Required task — Print all of the records below verbatim, changing nothing.

# start of Given records

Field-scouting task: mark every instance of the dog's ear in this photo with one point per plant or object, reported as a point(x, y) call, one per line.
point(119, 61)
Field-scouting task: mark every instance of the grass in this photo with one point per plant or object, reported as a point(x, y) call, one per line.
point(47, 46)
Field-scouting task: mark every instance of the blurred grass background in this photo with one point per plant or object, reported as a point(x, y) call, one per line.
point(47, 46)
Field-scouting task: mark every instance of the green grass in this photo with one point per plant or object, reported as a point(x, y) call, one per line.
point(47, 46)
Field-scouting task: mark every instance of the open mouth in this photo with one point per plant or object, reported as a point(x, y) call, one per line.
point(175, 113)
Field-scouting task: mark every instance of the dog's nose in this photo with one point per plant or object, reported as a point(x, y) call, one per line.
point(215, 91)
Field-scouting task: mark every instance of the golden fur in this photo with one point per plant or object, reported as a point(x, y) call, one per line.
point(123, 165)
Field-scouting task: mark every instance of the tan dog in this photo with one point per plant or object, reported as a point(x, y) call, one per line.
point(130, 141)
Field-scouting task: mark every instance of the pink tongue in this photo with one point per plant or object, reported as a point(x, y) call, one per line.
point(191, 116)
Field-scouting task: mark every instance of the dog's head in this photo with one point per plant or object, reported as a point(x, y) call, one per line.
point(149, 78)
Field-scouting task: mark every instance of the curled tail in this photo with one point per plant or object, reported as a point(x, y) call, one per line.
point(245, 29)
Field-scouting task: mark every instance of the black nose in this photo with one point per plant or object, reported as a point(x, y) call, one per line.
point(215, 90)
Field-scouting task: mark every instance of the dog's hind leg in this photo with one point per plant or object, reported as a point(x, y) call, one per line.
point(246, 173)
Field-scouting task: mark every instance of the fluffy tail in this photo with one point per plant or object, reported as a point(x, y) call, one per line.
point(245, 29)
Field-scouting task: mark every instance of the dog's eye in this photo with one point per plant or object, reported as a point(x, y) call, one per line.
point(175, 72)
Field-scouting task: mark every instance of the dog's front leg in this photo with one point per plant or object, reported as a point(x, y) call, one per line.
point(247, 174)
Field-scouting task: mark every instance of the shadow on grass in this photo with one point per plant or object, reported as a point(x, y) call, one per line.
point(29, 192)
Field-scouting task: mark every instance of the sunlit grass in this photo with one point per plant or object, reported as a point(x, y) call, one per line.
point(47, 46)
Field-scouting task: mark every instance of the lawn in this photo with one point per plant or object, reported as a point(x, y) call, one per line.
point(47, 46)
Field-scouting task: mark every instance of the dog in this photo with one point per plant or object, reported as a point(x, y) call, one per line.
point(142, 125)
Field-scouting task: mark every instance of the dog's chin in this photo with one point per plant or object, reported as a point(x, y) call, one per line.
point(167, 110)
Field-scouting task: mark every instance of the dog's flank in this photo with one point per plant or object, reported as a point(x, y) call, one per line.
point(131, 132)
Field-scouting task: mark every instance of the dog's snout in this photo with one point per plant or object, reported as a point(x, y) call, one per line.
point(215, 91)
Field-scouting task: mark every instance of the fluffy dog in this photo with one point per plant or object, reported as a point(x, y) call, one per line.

# end of Given records

Response —
Field-scouting task: mark every instance of the dog's ear in this photo with one point per plant or object, reported as a point(x, y) call, one per line.
point(119, 61)
Field-scouting task: mark every instance of the grass in this photo with one point per plant or object, reported as a point(x, y) call, one per line.
point(47, 46)
Field-scouting task: mark every instance of the blurred grass background in this photo with one point per plant or object, reported as a point(x, y) call, one per line.
point(47, 46)
Field-scouting task: mark every instance of the green grass in this photo with one point per plant or object, reported as a point(x, y) call, one per line.
point(47, 46)
Field-scouting task: mark every instance of the open mouth in this photo with one point per plant or object, reported as a point(x, y) call, one per line.
point(175, 113)
Field-scouting task: mark every instance of the dog's nose in this photo with one point per plant or object, reported as a point(x, y) call, one per line.
point(215, 91)
Field-scouting task: mark every instance of the golden fur in this photo with one point per plant or object, reported as a point(x, y) call, one per line.
point(123, 165)
Field-scouting task: mark every instance of the tan dog in this photo with one point per plant or object, reported as a point(x, y) call, one per line.
point(130, 141)
Field-scouting task: mark every instance of the pink tongue in this photo with one point per plant or object, reported as a point(x, y) call, one per line.
point(191, 116)
Field-scouting task: mark every instance of the dog's head in this photo with one point per plant or object, reported as a point(x, y) call, one per line.
point(149, 78)
Field-scouting task: mark every instance of the curled tail in this photo with one point per plant or object, reported as a point(x, y) call, one per line.
point(245, 29)
Field-scouting task: mark every instance of the black nose in this photo with one point per plant or object, reported as a point(x, y) call, one per line.
point(215, 90)
Field-scouting task: mark every instance of the dog's hind leg in this photo with one point per plant or object, reported as a point(x, y) call, one per line.
point(246, 173)
Field-scouting task: mark every instance of the fluffy tail in this photo with one point per plant or object, reported as a point(x, y) call, one per line.
point(245, 29)
Field-scouting task: mark every instance of the dog's eye in this photo with one point per plant or object, reported as a point(x, y) call, one per line.
point(175, 72)
Field-scouting task: mark every instance of the dog's front leg in this photo with one point per plant or object, reported as a point(x, y) call, one per line.
point(247, 174)
Field-scouting task: mark every instance of the shadow on grass in this photo with one point per plant or object, reported as a point(x, y) call, one per line.
point(29, 192)
Field-scouting task: mark every instance of the sunlit grass in this photo with one point per plant or object, reported as a point(x, y) call, one per line.
point(47, 46)
Field-scouting task: mark every instance of the lawn in this photo with one point per plant or object, reported as a point(x, y) call, one per line.
point(47, 46)
Field-scouting task: mark every instance of the dog in this photo with one point per plant or object, reported as a point(x, y) call, one per line.
point(142, 125)
Field-scouting task: mark every instance of the dog's chin in this photo with one point per plant or object, reported as a point(x, y) call, one per line.
point(167, 110)
Field-scouting task: mark every instance of the dog's flank in this photo with one point per plant or object, reported as a point(x, y) call, one per line.
point(131, 132)
Field-scouting task: mark every instance of the dog's snout in this photo with one point per plant or object, reported as a point(x, y) call, one per line.
point(215, 91)
Field-scouting task: mark every instance of the fluffy dog in this photo with one point per plant or object, reported as a point(x, y) call, one per line.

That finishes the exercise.